§ Requirement
Copy every entry exactly as it reads and exclude whatever pictures appear.

Photo-based referring expression data:
========

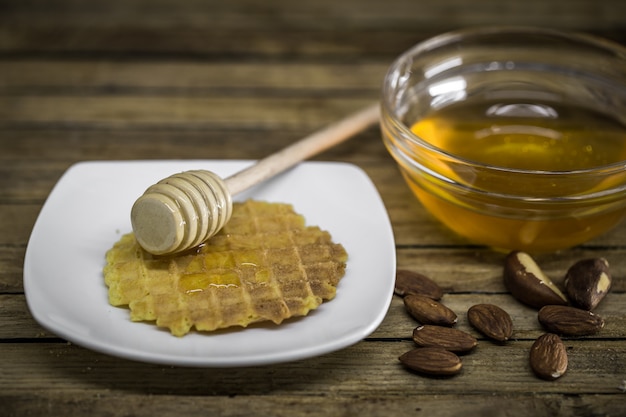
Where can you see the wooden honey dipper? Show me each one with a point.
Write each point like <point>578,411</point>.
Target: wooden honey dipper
<point>186,209</point>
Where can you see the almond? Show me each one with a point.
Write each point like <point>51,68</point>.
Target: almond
<point>527,282</point>
<point>428,311</point>
<point>409,282</point>
<point>432,361</point>
<point>587,282</point>
<point>548,357</point>
<point>447,338</point>
<point>570,321</point>
<point>491,320</point>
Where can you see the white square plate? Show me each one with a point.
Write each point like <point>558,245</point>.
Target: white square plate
<point>89,210</point>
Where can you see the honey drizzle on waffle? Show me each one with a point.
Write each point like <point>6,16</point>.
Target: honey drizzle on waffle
<point>264,265</point>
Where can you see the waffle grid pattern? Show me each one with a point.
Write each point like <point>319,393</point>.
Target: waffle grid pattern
<point>264,265</point>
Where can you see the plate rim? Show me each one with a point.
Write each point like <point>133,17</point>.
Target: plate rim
<point>133,353</point>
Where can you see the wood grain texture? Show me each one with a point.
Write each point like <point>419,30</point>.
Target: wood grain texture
<point>205,79</point>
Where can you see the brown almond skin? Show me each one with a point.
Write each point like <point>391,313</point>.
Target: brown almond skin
<point>548,357</point>
<point>570,321</point>
<point>409,282</point>
<point>587,282</point>
<point>491,320</point>
<point>528,284</point>
<point>446,338</point>
<point>429,311</point>
<point>432,361</point>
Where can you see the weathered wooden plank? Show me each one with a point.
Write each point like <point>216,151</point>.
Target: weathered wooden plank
<point>115,404</point>
<point>369,368</point>
<point>11,267</point>
<point>189,77</point>
<point>17,323</point>
<point>178,111</point>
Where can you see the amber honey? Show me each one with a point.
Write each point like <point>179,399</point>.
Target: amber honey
<point>554,199</point>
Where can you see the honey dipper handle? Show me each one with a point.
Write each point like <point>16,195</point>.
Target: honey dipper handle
<point>305,148</point>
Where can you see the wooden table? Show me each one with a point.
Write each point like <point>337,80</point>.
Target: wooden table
<point>139,79</point>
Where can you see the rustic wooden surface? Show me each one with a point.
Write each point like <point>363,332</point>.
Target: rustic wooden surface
<point>166,79</point>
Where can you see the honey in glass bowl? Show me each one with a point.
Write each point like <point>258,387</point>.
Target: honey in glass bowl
<point>512,137</point>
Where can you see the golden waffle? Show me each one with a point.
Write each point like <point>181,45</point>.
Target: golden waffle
<point>264,265</point>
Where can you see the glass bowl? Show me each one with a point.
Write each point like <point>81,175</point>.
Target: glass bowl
<point>514,138</point>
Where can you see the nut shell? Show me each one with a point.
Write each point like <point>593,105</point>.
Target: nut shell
<point>527,282</point>
<point>570,321</point>
<point>446,338</point>
<point>548,357</point>
<point>409,282</point>
<point>429,311</point>
<point>587,282</point>
<point>491,320</point>
<point>432,361</point>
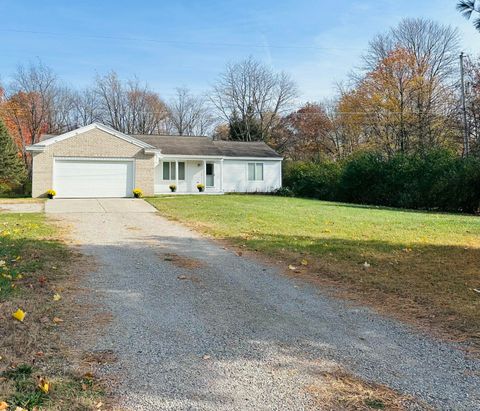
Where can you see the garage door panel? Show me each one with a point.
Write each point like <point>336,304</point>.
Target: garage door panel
<point>93,178</point>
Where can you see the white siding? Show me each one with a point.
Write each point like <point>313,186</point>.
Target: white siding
<point>80,178</point>
<point>236,176</point>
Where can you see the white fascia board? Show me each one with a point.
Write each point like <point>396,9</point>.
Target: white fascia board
<point>193,157</point>
<point>92,126</point>
<point>190,157</point>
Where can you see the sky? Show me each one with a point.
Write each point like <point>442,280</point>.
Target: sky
<point>187,43</point>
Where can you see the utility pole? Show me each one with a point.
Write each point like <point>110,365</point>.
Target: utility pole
<point>466,142</point>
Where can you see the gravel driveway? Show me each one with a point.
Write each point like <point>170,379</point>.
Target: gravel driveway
<point>213,330</point>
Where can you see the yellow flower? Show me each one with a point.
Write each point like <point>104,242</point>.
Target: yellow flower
<point>19,315</point>
<point>44,385</point>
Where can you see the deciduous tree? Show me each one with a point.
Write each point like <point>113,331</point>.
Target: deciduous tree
<point>12,169</point>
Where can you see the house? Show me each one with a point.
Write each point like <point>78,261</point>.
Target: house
<point>98,161</point>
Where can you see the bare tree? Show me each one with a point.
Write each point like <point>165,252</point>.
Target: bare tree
<point>251,94</point>
<point>129,107</point>
<point>86,108</point>
<point>189,114</point>
<point>30,104</point>
<point>469,9</point>
<point>434,49</point>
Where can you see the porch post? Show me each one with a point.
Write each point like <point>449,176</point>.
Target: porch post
<point>221,175</point>
<point>176,173</point>
<point>205,173</point>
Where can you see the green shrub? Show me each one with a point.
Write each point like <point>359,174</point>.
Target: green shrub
<point>315,180</point>
<point>436,180</point>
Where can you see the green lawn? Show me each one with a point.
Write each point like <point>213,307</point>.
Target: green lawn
<point>424,265</point>
<point>34,265</point>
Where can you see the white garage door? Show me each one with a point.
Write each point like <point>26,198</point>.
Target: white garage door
<point>93,178</point>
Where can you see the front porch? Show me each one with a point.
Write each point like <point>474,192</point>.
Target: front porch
<point>187,173</point>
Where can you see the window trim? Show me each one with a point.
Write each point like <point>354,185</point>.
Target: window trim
<point>255,164</point>
<point>171,170</point>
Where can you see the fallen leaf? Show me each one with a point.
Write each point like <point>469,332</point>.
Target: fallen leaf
<point>19,315</point>
<point>44,385</point>
<point>88,376</point>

========

§ Completed exercise
Where can you see the wooden honey dipper? Show me each one with a point.
Write each point like <point>578,411</point>.
Target: wooden honey dipper
<point>186,209</point>
Where can you see the almond? Show me each one with a point.
Write each point like <point>51,68</point>.
Target: almond
<point>527,282</point>
<point>428,311</point>
<point>409,282</point>
<point>432,361</point>
<point>587,282</point>
<point>548,357</point>
<point>447,338</point>
<point>570,321</point>
<point>491,320</point>
Where can you see the white square plate? Show me each one with a point.
Write each point like <point>558,245</point>.
Target: white square plate
<point>89,210</point>
Where can you see the honey drizzle on waffle? Show me each one with a point.
Write each point like <point>6,16</point>.
Target: honey drizzle on waffle
<point>264,265</point>
Where can you see the waffle grid pattern? Show me each one with a point.
Write each point like <point>319,393</point>.
Target: waffle grid pattern
<point>264,265</point>
Where can you see the plate rim? Show me each one with a point.
Write each point like <point>133,17</point>.
Target: plate rim
<point>133,353</point>
Where can you see the wood grain texture? Show me each one with a point.
Write each point like <point>419,30</point>.
Target: wood grain texture
<point>205,79</point>
Where can you see the brown almond skin? Show me each one with a point.
Write each point like <point>391,313</point>.
Target: brown almond skin
<point>548,357</point>
<point>570,321</point>
<point>409,282</point>
<point>587,282</point>
<point>491,320</point>
<point>528,284</point>
<point>446,338</point>
<point>429,311</point>
<point>432,361</point>
Where can you see the weathered wooden plank? Show me each one with a point.
Write each point like <point>216,151</point>.
Target: weathered wooden plank
<point>115,404</point>
<point>369,368</point>
<point>11,267</point>
<point>189,77</point>
<point>17,323</point>
<point>178,111</point>
Where can you see the amber honey? Show me each one with a point.
Write each point like <point>179,399</point>.
Target: amber honey
<point>554,199</point>
Where can you see the honey dipper handle? Show me each one with a point.
Write each point like <point>16,195</point>.
Target: honey dipper handle
<point>305,148</point>
Where can you see the wooden table? Show me each one with a point.
Write each point like <point>337,80</point>.
Target: wooden table
<point>139,79</point>
Where can you see the rustic wooden surface? Show me each one with a point.
Write each point like <point>363,332</point>.
Target: rustic wooden surface
<point>166,79</point>
Where can you see the honey in glass bowl? Show me each one with a point.
Write each point like <point>258,387</point>.
Target: honey in glass bowl
<point>512,137</point>
Where can you see the golden waffle? Show me each one with a point.
Write each point like <point>181,45</point>.
Target: golden waffle
<point>264,265</point>
Where can you see the glass bowl? Show me each one with a point.
Write each point like <point>81,175</point>.
Target: glass bowl
<point>514,138</point>
Where can you see the nut shell? Show me each one with a point.
Write each point like <point>593,105</point>.
Target: nut shell
<point>527,282</point>
<point>570,321</point>
<point>446,338</point>
<point>548,357</point>
<point>409,282</point>
<point>429,311</point>
<point>587,282</point>
<point>491,320</point>
<point>432,361</point>
Where can you see the garage door panel? Show me each one with a point.
Write each point like <point>336,304</point>.
Target: garage door panel
<point>93,178</point>
Where can you see the white siding? Show me each one with a point.
Write each point like <point>313,186</point>.
Target: white siding
<point>80,178</point>
<point>236,176</point>
Where can you see the white fascia board? Show me each one with a point.
Write each point like <point>396,9</point>.
Target: white fascia board
<point>193,157</point>
<point>92,126</point>
<point>190,157</point>
Where can you see the sky? Show me each one with a point.
Write each point like <point>442,280</point>.
Target: sky
<point>187,43</point>
Where can you see the utility pole? Show me each one with a point.
Write each point like <point>110,365</point>.
Target: utility pole
<point>466,142</point>
Where can you see the gravel driveway? Show me each one with a point.
Write each point like <point>170,379</point>.
Target: gravel driveway
<point>213,330</point>
Where can you see the yellow flower? Show me each one with a point.
Write each point like <point>104,242</point>.
Target: yellow flower
<point>19,315</point>
<point>44,385</point>
Where can you see the deciduous tree? Show me each one with a point.
Write each point like <point>113,331</point>.
Target: deciduous tree
<point>12,169</point>
Where can you see the house? Show me each one with a point.
Write each point like <point>78,261</point>.
Target: house
<point>98,161</point>
Where can you see the bare tree? Show me each one with a point.
Write each point like <point>165,252</point>.
Target: bare tree
<point>251,94</point>
<point>129,107</point>
<point>86,108</point>
<point>189,114</point>
<point>30,104</point>
<point>469,9</point>
<point>434,49</point>
Where can you see the porch post? Show me each one with a point.
Write each point like <point>449,176</point>.
Target: porch post
<point>221,175</point>
<point>176,173</point>
<point>205,173</point>
Where can you see the green shrub? Show me each one with a point.
Write each point like <point>359,174</point>.
Target: green shrub
<point>315,180</point>
<point>436,180</point>
Where can you see the green lawn? Show me each one with a point.
Write each point like <point>213,307</point>.
Target: green lawn
<point>424,265</point>
<point>34,265</point>
Where can you see the white garage door? Show me each one with a point.
Write each point like <point>26,198</point>.
Target: white garage door
<point>93,178</point>
Where can you see the front porch? Show me each one with a point.
Write each point like <point>474,192</point>.
Target: front porch
<point>187,173</point>
Where can you see the window trim? Show me each one with a point.
Write each point like <point>354,185</point>.
Target: window trim
<point>255,164</point>
<point>171,170</point>
Where can you see the fallen leaf? Show me each one with a point.
Write each point like <point>469,332</point>.
Target: fallen leaf
<point>19,315</point>
<point>44,385</point>
<point>88,376</point>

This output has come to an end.